Set exercise — Please rewrite all of the entries below as a Markdown table with the columns "Row" and "Line", putting each nonblank line in its own numbered row. Leave the pictures out of the answer.

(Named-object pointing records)
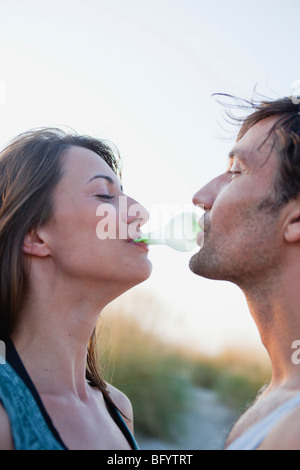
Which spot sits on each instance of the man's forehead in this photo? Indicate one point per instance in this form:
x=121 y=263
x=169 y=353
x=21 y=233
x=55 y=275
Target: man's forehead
x=255 y=142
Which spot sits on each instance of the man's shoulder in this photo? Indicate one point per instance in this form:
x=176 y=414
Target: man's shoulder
x=285 y=435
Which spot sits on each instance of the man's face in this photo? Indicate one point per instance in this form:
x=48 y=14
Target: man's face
x=241 y=233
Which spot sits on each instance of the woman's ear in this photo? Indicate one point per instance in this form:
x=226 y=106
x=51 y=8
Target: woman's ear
x=35 y=245
x=292 y=229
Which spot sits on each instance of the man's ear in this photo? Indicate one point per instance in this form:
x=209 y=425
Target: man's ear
x=34 y=244
x=292 y=229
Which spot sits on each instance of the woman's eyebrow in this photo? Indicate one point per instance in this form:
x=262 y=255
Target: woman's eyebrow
x=107 y=178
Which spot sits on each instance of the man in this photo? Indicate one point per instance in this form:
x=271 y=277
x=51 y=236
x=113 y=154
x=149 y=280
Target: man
x=252 y=238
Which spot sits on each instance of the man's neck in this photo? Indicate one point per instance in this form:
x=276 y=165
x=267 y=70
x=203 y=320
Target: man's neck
x=276 y=314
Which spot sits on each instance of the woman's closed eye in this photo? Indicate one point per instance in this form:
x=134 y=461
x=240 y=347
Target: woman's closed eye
x=104 y=196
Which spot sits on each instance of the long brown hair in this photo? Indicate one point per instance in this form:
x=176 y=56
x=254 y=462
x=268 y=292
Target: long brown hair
x=30 y=169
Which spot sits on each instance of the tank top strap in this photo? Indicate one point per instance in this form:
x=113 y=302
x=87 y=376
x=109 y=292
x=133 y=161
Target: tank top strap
x=28 y=426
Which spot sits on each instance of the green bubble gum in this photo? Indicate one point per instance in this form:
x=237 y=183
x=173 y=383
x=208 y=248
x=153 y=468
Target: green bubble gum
x=180 y=233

Solution for this task —
| Row | Line |
|---|---|
| 1 | Which spot sits on each instance of the man's forehead in this photo? Indicate one point per instance in this form: |
| 2 | x=121 y=263 |
| 3 | x=169 y=353 |
| 4 | x=21 y=233 |
| 5 | x=55 y=275 |
| 6 | Target: man's forehead |
| 7 | x=255 y=142 |
| 8 | Which spot sits on each instance of the man's shoulder in this photo? Indicate one point per instance in this form: |
| 9 | x=176 y=414 |
| 10 | Target: man's shoulder |
| 11 | x=285 y=435 |
| 12 | Which spot sits on each instance of the man's face in this photo? Indicate one point per instance in this form: |
| 13 | x=48 y=14 |
| 14 | Target: man's face |
| 15 | x=241 y=233 |
| 16 | Which spot sits on each instance of the woman's ear in this photo? Indicate one point per instance in this form: |
| 17 | x=226 y=106 |
| 18 | x=51 y=8 |
| 19 | Target: woman's ear |
| 20 | x=35 y=245 |
| 21 | x=292 y=229 |
| 22 | Which spot sits on each instance of the man's ear in this photo? Indicate one point per instance in this form: |
| 23 | x=209 y=425 |
| 24 | Target: man's ear |
| 25 | x=34 y=244 |
| 26 | x=292 y=229 |
| 27 | Which spot sits on each instance of the woman's eyebrow in this photo? Indicate one point per instance in this form: |
| 28 | x=262 y=255 |
| 29 | Target: woman's eyebrow |
| 30 | x=107 y=178 |
| 31 | Which spot sits on each instance of the man in this photo? Indicate one point per instance in this form: |
| 32 | x=271 y=277 |
| 33 | x=51 y=236 |
| 34 | x=113 y=154 |
| 35 | x=149 y=280 |
| 36 | Target: man |
| 37 | x=252 y=238 |
| 38 | Which spot sits on each instance of the man's neck in this photo? Indicate one point per instance in this form: |
| 39 | x=276 y=165 |
| 40 | x=267 y=70 |
| 41 | x=203 y=320 |
| 42 | Target: man's neck |
| 43 | x=276 y=314 |
| 44 | Which spot sits on each instance of the woman's closed eye in this photo? Indicate one point per instance in this form: |
| 45 | x=134 y=461 |
| 46 | x=240 y=347 |
| 47 | Target: woman's closed eye |
| 48 | x=104 y=196 |
| 49 | Which spot sits on each instance of the long brown hair in this photo? Indicate one point per instance in this form: |
| 50 | x=176 y=56 |
| 51 | x=254 y=462 |
| 52 | x=268 y=292 |
| 53 | Target: long brown hair |
| 54 | x=30 y=169 |
| 55 | Which spot sits on each instance of the tank top strap in this photo? Indicate one point per instance in this form: |
| 56 | x=113 y=302 |
| 57 | x=87 y=376 |
| 58 | x=109 y=292 |
| 59 | x=133 y=161 |
| 60 | Target: tank top strap |
| 61 | x=28 y=426 |
| 62 | Which spot sits on each instance of the green bubble gum in this photo? Indicate one point per instance in this form: |
| 63 | x=237 y=183 |
| 64 | x=173 y=383 |
| 65 | x=208 y=248 |
| 66 | x=153 y=468 |
| 67 | Target: green bubble gum |
| 68 | x=180 y=233 |